● **Extract to read**
━━━━━━━━━━━━━━━━━━━━

Are you intimidated by my guns?
Yeah, I didn't think so. Mostly right now it's just embarrassing flab and not sleek showy biceps. Not that I want to be a body builder or anything, but I would like to have nicer arms. Toned arms. Arms that make grown men cry and women weep with bitter jealousy.
What I really want is to not be embarrassed by my arm flab when I wear a wedding dress someday. Do you know how many pictures of me there will be? I don't want to hate them all. I want to be toned and look nice. Not that I'm planning this wedding, although I would like to. God has not yet brought me to the man He created me for. I am waiting, sort of patiently. Sometimes not so patiently. Although not so impatiently as to say yes to someone I would like to marry but I know is not God's plan for me. Sorry, I'm just kinda sad right now.
Being a Noah, I was born to be muscular. It's in our DNA. This brought me a lot of grief as a teen before I figured out that not everyone has the same build, and my body is not meant to fit in size 6 jeans. If I was nothing more than skin and bones, even THOSE would not fit into a size 6. I'm built like a softball player, and I'm totally fine with that now. But I'm also living with the repercussions of getting extremely fat, and now I have all sorts of flab that just ads to my already bulky frame. And I hate sleeves. If it were up to me, I would go sleeveless all the time. Hence the recent arm workouts.
I know it's not good to work out the same set of muscles every day, because they need time to heal, so I'm doing weight training with my arms every couple days. I'm hoping that at some point, I'll be able to see results, although right now my attempts just seem futile. But this time I'm gonna stick with it and not give up after a few workouts, like I have in the past. I'm going for lovely arms.
Aside from this new arm goal, I'm also getting back into being disciplined about losing weight in general. I did lose some last year before gaining some back during the Season of Temptation, but overall I am only ten pounds down from this time last year. Not good. I did maintain pretty well, but I'm feeling sluggish and gross, so it's time to kick my butt and drop some more weight. I still want to lose 70 pounds, and to help get me to that ultimate goal, I have joined not one, but TWO weight loss challenges/competitions.

━━━━━━━━━━━━━━━━━━━━

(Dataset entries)
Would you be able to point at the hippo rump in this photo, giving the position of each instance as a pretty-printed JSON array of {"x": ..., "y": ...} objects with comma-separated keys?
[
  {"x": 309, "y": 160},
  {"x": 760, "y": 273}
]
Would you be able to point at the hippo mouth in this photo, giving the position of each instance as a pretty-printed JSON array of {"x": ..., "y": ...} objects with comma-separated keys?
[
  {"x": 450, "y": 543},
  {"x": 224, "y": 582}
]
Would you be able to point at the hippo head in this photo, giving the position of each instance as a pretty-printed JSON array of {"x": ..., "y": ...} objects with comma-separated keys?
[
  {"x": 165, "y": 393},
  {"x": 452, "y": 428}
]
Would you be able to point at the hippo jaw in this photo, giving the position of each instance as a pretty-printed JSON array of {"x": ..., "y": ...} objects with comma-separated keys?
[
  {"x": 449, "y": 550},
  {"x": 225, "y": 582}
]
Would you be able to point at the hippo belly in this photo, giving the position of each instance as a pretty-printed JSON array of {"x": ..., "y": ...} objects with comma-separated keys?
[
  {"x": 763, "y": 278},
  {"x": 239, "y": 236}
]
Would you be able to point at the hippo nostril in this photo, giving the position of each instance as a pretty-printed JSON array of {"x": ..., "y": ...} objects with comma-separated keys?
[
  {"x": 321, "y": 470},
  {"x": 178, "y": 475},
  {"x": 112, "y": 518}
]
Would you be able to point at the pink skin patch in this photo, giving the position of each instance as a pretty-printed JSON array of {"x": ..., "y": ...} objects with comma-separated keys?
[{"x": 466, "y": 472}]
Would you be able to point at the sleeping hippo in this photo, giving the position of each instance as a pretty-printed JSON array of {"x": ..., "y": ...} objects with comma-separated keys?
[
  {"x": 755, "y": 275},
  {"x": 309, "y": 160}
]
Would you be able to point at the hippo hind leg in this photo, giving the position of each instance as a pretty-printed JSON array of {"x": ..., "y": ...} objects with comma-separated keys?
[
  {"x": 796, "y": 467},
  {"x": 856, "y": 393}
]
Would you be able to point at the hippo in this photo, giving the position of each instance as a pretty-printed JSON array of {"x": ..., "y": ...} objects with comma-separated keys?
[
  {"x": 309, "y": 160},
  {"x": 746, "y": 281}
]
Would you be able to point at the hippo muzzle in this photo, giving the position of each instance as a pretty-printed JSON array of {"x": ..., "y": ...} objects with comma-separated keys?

━━━━━━━━━━━━━━━━━━━━

● **Problem**
Repeat word for word the part of the post on toning flabby arms between "Aside from this" and "weight loss challenges/competitions.", inclusive.

● **Result of the task**
Aside from this new arm goal, I'm also getting back into being disciplined about losing weight in general. I did lose some last year before gaining some back during the Season of Temptation, but overall I am only ten pounds down from this time last year. Not good. I did maintain pretty well, but I'm feeling sluggish and gross, so it's time to kick my butt and drop some more weight. I still want to lose 70 pounds, and to help get me to that ultimate goal, I have joined not one, but TWO weight loss challenges/competitions.